-- START Source data --

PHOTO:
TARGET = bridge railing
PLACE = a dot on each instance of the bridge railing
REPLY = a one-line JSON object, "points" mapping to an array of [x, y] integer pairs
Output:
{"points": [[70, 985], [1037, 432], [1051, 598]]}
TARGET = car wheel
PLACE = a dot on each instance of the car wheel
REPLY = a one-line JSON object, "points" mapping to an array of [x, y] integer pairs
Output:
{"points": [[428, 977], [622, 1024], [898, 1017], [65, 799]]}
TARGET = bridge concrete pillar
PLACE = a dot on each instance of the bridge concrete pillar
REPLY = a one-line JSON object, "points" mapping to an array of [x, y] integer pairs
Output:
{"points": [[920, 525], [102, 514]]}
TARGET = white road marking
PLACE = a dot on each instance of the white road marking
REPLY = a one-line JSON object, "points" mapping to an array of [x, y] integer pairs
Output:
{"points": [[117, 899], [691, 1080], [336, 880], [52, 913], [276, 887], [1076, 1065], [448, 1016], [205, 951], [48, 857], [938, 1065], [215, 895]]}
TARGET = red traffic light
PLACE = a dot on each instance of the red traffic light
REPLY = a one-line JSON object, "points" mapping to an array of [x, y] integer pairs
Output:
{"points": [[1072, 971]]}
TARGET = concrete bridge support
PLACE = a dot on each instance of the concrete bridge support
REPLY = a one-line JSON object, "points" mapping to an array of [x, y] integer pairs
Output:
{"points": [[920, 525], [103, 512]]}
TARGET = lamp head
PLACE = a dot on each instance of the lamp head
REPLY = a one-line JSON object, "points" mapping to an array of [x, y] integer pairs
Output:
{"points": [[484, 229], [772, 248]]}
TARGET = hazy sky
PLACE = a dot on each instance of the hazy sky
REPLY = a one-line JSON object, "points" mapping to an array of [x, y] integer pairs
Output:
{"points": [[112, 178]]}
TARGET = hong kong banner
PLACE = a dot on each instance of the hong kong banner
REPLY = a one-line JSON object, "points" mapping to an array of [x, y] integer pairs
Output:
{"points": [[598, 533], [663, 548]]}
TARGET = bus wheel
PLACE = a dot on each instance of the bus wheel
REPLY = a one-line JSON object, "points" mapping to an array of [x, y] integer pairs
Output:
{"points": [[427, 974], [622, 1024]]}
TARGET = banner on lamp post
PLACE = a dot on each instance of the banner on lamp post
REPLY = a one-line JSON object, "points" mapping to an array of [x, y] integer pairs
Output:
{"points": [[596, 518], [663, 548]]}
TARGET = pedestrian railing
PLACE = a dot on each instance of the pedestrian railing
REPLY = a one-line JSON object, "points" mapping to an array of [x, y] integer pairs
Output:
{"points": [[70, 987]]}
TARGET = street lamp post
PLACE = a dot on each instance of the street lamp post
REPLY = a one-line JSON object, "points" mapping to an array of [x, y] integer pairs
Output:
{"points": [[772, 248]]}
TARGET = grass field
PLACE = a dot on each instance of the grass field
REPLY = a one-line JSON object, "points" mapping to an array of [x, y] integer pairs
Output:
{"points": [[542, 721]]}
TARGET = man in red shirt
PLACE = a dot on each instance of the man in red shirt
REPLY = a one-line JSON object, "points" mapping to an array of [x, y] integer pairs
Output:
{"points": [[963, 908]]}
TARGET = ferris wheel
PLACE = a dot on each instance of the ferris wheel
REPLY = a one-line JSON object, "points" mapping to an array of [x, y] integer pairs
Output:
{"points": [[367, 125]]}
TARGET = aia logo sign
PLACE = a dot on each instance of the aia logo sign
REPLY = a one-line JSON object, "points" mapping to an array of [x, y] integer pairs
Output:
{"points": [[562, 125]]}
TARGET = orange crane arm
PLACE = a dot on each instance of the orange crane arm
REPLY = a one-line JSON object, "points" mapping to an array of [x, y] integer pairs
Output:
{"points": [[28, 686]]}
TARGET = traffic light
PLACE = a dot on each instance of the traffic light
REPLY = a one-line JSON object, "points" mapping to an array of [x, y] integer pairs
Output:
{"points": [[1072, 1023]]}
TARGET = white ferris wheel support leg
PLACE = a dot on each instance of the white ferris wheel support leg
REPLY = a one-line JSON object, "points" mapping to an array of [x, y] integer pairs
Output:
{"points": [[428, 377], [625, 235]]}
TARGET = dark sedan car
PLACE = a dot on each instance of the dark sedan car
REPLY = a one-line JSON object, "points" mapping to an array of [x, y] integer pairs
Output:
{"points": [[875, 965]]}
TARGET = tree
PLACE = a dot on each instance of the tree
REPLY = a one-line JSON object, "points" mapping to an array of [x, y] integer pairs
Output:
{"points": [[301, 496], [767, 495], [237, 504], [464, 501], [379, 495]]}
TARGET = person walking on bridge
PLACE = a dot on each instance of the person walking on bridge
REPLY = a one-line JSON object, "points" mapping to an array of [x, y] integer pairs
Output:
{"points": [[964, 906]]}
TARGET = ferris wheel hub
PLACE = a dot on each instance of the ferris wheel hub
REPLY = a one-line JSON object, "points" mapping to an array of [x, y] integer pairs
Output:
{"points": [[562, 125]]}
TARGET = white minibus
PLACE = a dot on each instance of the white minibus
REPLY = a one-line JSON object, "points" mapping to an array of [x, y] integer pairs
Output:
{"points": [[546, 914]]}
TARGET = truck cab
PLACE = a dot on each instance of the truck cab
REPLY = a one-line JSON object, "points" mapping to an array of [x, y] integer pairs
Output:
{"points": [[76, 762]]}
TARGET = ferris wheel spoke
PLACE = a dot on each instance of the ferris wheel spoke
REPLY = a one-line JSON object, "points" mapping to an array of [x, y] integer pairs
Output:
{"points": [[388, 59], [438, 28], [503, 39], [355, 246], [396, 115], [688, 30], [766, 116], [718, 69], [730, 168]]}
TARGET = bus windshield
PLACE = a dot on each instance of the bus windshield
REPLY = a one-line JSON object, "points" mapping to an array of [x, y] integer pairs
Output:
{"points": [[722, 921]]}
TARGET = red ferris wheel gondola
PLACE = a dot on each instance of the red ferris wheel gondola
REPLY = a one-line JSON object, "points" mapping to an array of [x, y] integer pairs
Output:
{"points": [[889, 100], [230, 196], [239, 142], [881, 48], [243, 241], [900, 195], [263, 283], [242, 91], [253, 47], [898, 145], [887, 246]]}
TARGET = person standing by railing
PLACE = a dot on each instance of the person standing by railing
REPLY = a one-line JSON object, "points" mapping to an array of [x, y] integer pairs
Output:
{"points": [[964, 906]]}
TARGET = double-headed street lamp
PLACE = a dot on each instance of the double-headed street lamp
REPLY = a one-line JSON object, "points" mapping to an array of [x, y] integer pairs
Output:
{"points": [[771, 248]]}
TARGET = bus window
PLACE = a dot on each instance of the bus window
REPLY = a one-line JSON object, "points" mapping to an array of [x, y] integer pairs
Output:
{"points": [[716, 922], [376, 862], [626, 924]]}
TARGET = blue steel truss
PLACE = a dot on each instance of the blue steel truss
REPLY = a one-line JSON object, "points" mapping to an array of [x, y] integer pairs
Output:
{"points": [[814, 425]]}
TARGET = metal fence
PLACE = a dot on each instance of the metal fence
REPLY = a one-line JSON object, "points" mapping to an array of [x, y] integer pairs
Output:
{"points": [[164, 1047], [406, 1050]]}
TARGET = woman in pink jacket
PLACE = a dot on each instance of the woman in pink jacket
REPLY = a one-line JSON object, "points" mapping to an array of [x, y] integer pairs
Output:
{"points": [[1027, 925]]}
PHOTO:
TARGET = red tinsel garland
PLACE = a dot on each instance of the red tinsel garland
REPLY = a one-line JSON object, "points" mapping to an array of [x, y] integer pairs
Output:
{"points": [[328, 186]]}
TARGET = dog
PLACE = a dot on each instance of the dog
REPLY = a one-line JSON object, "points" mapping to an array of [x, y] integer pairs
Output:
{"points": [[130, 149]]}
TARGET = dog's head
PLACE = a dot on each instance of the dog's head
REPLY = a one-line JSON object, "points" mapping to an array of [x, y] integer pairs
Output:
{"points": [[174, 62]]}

-- END Source data --

Quote verbatim the line containing "TARGET = bus windshield" and every line after it through the end of the records above.

**The response**
TARGET = bus windshield
PLACE = a dot on each instance of the bus windshield
REPLY = a one-line JSON object, "points" mapping to an array of [x, y] integer pairs
Output:
{"points": [[722, 921]]}
TARGET = red ferris wheel gondola
PLACE = a dot on each instance of the red ferris wheel gondola
REPLY = a one-line JSON object, "points" mapping to an array of [x, y] integer pairs
Output:
{"points": [[889, 100], [230, 196], [239, 142], [881, 48], [243, 241], [900, 195], [263, 283], [242, 91], [253, 47], [898, 145], [887, 246]]}
TARGET = person standing by railing
PLACE = a dot on each instance of the person standing by railing
REPLY = a one-line JSON object, "points" mapping to an array of [x, y] integer pairs
Output:
{"points": [[964, 906]]}
TARGET = double-headed street lamp
PLACE = a dot on each instance of the double-headed street lamp
REPLY = a one-line JSON object, "points" mapping to an array of [x, y] integer pairs
Output:
{"points": [[771, 248]]}
TARGET = bus window
PLACE = a dot on each instance of the bus window
REPLY = a one-line JSON object, "points" mapping to an array of [x, y] integer pairs
Output:
{"points": [[716, 922], [376, 862], [626, 924]]}
TARGET = blue steel truss
PLACE = a dot on each instance of the blue steel truss
REPLY = a one-line JSON object, "points" mapping to an array of [x, y] integer pairs
Output:
{"points": [[814, 425]]}
TARGET = metal fence
PLACE = a dot on each instance of the metal fence
REPLY = a one-line JSON object, "points" mapping to an array of [x, y] integer pairs
Output:
{"points": [[164, 1047], [406, 1050]]}
TARGET = woman in pink jacket
PLACE = a dot on each instance of the woman in pink jacket
REPLY = a one-line JSON object, "points" mapping to an array of [x, y] integer pairs
Output:
{"points": [[1027, 925]]}
PHOTO:
TARGET = red tinsel garland
PLACE = a dot on each instance of the red tinsel garland
REPLY = a one-line JSON object, "points" mapping to an array of [x, y] integer pairs
Output:
{"points": [[328, 186]]}
TARGET = dog
PLACE = a dot on each instance of the dog
REPLY = a one-line JSON object, "points" mapping to an array of [x, y] integer pairs
Output:
{"points": [[130, 149]]}
TARGET = dog's head
PLACE = a dot on each instance of the dog's head
REPLY = a one-line JSON object, "points" mapping to an array of [x, y] integer pairs
Output:
{"points": [[174, 62]]}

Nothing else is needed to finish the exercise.